Pull out each line in the material below that contains the word "stucco".

— Provided material —

============

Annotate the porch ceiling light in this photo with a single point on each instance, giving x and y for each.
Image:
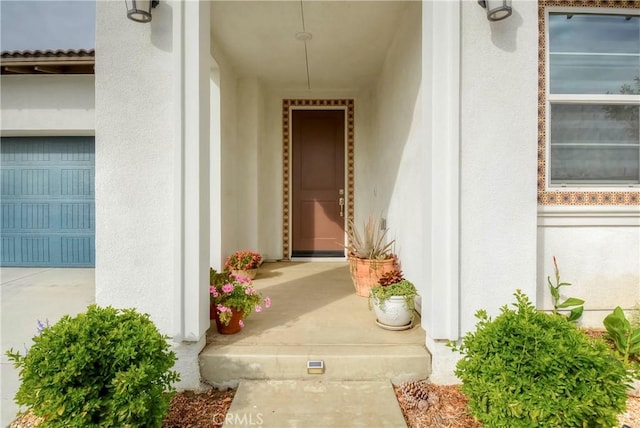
(497, 10)
(140, 10)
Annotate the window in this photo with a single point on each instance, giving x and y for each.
(591, 105)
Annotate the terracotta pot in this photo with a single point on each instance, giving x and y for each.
(234, 323)
(247, 273)
(366, 273)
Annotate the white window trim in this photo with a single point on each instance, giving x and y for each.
(579, 99)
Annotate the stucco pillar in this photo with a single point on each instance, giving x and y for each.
(191, 33)
(441, 109)
(152, 173)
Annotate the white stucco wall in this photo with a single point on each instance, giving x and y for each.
(397, 174)
(598, 252)
(499, 90)
(47, 105)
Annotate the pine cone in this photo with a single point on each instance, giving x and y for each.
(415, 393)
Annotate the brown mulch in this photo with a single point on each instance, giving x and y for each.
(436, 406)
(428, 405)
(206, 410)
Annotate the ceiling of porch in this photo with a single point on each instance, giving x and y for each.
(347, 49)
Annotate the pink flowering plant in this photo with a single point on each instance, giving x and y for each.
(228, 291)
(243, 260)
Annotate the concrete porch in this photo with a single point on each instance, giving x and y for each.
(315, 315)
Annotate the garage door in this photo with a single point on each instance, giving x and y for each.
(48, 208)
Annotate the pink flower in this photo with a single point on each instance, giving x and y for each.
(241, 279)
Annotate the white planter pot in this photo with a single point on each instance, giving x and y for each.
(393, 314)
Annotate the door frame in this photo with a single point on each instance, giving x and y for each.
(288, 105)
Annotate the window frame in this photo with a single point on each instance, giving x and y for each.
(575, 193)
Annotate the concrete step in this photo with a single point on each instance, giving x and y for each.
(314, 404)
(227, 365)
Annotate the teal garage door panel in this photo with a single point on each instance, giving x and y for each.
(47, 214)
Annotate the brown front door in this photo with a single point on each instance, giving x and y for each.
(318, 183)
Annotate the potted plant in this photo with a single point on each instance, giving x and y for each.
(233, 298)
(393, 301)
(244, 263)
(369, 254)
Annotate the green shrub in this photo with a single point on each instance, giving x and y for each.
(530, 369)
(104, 368)
(624, 335)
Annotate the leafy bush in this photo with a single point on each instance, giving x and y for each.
(104, 368)
(531, 369)
(623, 334)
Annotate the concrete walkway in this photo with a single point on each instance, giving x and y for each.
(334, 400)
(314, 404)
(29, 295)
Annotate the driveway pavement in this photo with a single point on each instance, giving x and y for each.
(29, 295)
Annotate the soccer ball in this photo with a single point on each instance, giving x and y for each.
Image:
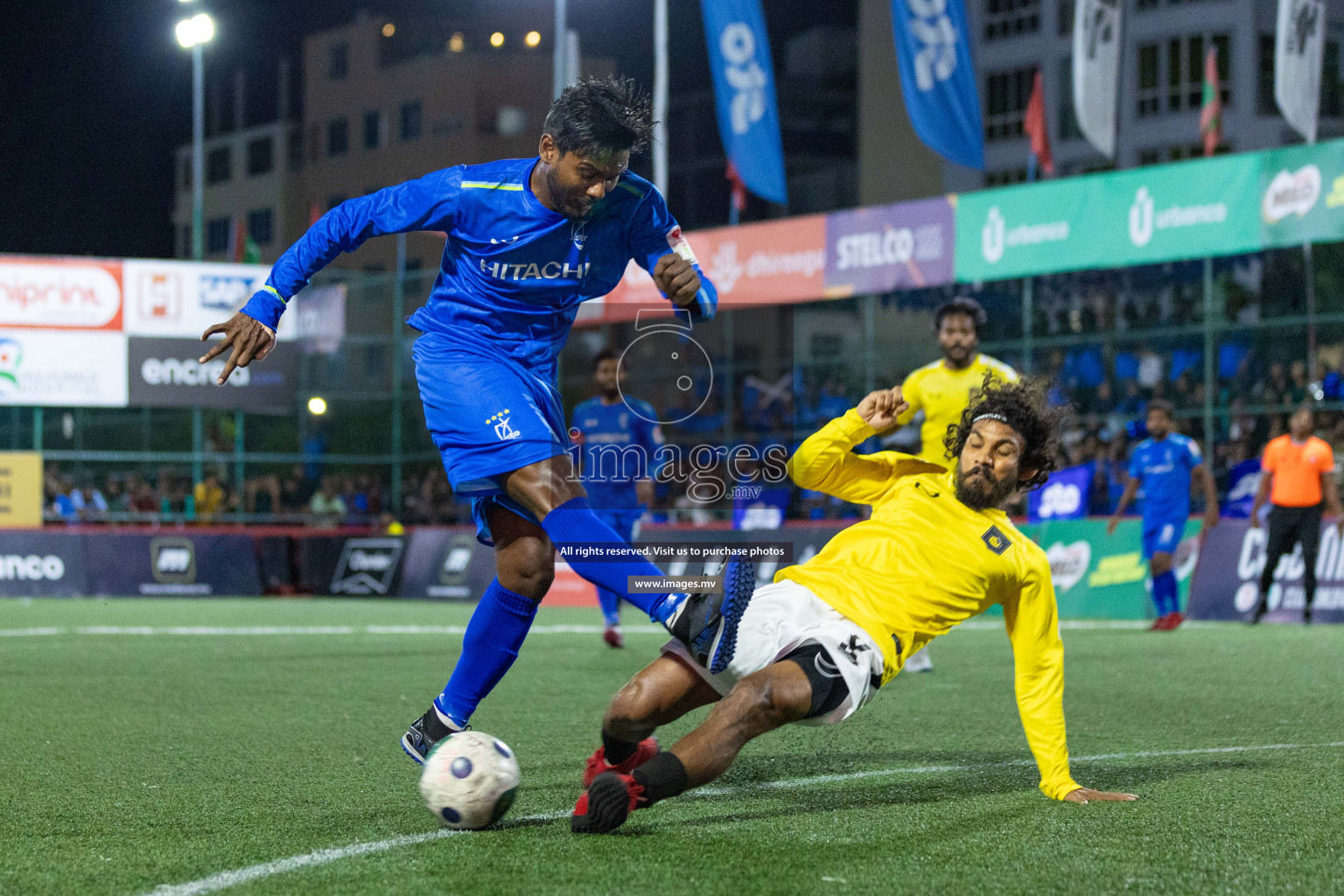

============

— Solved exercise —
Annotate the stucco pillar in this photo with a single point on each instance, giving x and y for each.
Annotate the white stucco wall in this photo with a single point on each instance, giving x and y for each.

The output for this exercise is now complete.